Colorado 2014 – Day 129 – Hot Sulphur Springs – Silverthorne: Why tour?

Thursday September 25, 2014, 55 miles (88 km) – Total so far: 5,488 miles (8,831 km)

The touring season is coming to a close. The longer you ride into September and October in the Colorado mountains, the more likely you are to encounter periods of snow and cold temperatures. The upside of September and October, however, is that there are periods of stable, clear and warm weather between cold fronts. Those days are glorious. And I’m in the middle of a string of them. The downside to September and October, though, is the mornings are cold, regardless. This morning reinforces this anecdote. When I crawl out of the warmth of my bag, I immediately shiver. There is frost on the tent, and wispy layers of moisture create a haze of cold, clamminess along the river.

The tent is so wet with condensation inside, and frost outside, that I decide my raincoat will work best to keep me from getting soaked while packing up. Then I trade my raincoat for my red warmie jacket before we head out. The sun is just peeking over a hill and through the haze as we head down the road to the highway.

Somewhere between day end and day beginning, the nuts and bolts on my left toe clip have disappeared. The plastic mold piece and the straps flop down to the road, and I have to improvise a solution. I stick the plastic prongs where the bolts go into the inside front of the pedal with all the strength my cold, arthritic fingers will muster. It makes the surface of the pedal uneven under my foot, but for now, it’s the best my frozen brain can devise. It seems to work okay.

We zip along through Byers Canyon in the shadow of early morning. The rocks walls rise high above, as the road, rail and river wind downstream. Once we pop out of the canyon, cross the river and climb onto the river’s northern benches, we encounter a bit of sun. But the radiant heat doesn’t do much for us. I am absolutely freezing this morning!

We travel through the wide valley of grasses and distant valley walls. We are mostly up on high benches above the river. Its course in the distance is defined by a weaving line of trees and thick sheets of fog. When we meet the river on occasion and plunge down into the mist and fog, the cold, damp and thick air feels like it might freeze upon us in a million tiny droplets. It’s so cold, Verne my reptile Commander, is in a torpor. He actually stops barking commands for once. So there are advantages to freezing your tootsies….
§ §
:: Work to do ::
In the cycling journal entry above, which garment does the writer wear to avoid getting soaked while packing up the wet tent?
§ §
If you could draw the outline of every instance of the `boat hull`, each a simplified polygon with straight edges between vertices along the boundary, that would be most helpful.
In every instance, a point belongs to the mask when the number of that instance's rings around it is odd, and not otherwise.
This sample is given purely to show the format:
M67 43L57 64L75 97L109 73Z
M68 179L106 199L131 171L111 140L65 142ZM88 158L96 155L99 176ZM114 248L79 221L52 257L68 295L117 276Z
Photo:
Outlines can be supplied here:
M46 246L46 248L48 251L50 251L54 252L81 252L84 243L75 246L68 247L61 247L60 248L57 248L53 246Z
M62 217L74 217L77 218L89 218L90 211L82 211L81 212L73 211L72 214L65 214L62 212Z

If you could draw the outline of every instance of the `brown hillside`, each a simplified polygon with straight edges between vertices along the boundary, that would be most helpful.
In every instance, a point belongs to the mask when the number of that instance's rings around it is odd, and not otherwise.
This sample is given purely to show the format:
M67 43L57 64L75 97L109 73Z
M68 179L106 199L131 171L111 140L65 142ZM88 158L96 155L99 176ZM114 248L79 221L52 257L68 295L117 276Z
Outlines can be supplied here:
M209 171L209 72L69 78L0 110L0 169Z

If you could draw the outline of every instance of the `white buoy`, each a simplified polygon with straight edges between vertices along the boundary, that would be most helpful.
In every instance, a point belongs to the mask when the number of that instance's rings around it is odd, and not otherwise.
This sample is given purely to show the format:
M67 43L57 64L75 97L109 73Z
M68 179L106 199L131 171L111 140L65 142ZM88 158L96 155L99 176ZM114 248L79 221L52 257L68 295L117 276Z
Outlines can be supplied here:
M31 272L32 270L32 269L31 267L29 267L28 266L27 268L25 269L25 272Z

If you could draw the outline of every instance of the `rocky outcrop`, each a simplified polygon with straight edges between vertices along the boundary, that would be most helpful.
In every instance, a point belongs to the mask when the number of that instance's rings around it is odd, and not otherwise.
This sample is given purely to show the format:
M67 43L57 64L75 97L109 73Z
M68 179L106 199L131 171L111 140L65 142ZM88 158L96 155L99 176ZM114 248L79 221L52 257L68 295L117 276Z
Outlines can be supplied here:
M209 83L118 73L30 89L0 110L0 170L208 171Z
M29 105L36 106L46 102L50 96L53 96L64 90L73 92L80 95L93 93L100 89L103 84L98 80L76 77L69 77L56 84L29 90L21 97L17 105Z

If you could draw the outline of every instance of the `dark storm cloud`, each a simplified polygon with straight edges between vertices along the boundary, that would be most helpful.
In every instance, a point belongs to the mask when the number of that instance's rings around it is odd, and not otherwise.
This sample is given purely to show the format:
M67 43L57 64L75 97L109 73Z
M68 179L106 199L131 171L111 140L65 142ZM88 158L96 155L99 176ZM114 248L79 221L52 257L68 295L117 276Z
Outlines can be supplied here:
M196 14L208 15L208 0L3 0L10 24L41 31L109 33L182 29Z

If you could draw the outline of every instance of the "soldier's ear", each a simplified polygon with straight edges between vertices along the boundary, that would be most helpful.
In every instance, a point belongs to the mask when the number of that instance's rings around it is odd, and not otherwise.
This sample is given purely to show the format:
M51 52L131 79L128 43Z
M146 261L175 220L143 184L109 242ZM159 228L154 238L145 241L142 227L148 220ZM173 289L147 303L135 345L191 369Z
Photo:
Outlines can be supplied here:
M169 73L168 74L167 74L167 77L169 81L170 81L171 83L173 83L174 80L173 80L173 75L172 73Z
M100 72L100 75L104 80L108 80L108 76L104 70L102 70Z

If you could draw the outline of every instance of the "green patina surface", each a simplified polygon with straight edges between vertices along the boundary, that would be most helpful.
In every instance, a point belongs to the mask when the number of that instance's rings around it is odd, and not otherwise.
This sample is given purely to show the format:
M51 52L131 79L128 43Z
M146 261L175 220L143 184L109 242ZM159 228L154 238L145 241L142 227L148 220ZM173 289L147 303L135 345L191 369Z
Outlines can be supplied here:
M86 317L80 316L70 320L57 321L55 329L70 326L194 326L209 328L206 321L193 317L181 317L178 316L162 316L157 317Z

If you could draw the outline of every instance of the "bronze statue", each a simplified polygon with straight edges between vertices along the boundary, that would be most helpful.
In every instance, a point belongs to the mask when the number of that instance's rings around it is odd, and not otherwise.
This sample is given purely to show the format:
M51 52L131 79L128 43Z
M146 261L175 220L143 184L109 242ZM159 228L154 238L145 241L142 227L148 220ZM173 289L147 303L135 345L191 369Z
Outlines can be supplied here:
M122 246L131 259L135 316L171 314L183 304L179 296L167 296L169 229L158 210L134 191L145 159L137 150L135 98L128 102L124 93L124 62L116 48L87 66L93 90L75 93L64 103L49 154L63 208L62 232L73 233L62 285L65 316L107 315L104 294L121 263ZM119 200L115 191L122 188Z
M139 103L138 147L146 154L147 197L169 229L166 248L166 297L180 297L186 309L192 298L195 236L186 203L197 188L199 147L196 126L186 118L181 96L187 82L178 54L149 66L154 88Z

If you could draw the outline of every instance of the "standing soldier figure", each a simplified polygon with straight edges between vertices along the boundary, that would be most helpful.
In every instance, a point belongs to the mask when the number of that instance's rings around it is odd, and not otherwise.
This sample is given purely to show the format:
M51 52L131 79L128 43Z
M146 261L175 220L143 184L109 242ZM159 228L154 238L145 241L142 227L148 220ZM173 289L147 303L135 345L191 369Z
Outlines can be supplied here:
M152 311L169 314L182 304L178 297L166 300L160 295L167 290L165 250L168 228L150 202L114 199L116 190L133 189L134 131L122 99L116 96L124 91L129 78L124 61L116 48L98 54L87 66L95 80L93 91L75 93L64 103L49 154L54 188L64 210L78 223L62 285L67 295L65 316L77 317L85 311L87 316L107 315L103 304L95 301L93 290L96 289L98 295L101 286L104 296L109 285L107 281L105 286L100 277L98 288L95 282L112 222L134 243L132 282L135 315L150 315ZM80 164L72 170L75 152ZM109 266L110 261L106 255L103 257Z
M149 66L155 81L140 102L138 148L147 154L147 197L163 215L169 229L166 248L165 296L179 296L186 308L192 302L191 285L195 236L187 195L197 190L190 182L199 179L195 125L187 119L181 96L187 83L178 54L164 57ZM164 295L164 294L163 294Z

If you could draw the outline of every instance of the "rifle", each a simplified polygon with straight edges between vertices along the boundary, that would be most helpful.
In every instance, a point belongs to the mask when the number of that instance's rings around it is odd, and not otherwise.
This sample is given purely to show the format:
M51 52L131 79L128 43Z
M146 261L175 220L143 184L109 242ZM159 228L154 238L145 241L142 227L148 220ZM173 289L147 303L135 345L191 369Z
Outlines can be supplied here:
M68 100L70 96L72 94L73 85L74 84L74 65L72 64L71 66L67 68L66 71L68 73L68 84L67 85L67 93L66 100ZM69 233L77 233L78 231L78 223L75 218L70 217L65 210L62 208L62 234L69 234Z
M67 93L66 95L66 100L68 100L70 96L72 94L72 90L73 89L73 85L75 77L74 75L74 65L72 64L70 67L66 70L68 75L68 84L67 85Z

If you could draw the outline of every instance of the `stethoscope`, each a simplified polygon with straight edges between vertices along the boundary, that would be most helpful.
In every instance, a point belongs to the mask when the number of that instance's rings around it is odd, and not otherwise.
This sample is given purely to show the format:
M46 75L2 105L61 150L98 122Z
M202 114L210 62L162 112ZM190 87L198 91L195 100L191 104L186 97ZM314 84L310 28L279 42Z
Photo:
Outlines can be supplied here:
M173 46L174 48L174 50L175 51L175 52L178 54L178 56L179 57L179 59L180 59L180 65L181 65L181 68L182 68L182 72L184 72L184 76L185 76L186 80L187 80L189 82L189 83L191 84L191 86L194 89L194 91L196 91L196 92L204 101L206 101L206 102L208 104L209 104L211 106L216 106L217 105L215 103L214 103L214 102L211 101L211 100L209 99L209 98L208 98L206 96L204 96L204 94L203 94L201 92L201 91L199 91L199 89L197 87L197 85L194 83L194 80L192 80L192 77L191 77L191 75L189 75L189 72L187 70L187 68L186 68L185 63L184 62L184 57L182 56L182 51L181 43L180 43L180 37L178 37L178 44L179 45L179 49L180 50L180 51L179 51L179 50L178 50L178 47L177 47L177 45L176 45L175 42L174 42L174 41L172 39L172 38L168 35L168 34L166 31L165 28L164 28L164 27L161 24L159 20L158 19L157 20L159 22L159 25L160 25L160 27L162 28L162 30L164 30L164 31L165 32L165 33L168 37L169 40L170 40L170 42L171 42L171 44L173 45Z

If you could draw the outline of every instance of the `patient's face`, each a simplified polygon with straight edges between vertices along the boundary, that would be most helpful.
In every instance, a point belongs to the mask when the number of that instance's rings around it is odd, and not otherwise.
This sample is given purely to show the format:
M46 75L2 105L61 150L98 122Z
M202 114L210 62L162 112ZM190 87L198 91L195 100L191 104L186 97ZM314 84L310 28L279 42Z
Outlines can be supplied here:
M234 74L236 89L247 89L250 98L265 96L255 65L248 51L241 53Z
§ §
:: Solution for this task ::
A raincoat.